RECORDS FOR THE EXERCISE:
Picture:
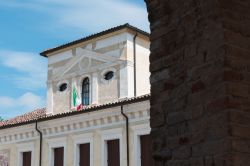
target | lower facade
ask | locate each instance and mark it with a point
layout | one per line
(96, 138)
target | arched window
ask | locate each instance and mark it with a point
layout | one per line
(85, 91)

TASK OBJECTIVE: Please reproduce the records above exactly and leave any picture behind.

WRITTEN RESPONSE:
Picture:
target | lower facade
ask | locate each instance and mark it with a point
layout | one per line
(96, 138)
target | arched window
ask | locate each instance and mark it with a point
layout | one per line
(85, 91)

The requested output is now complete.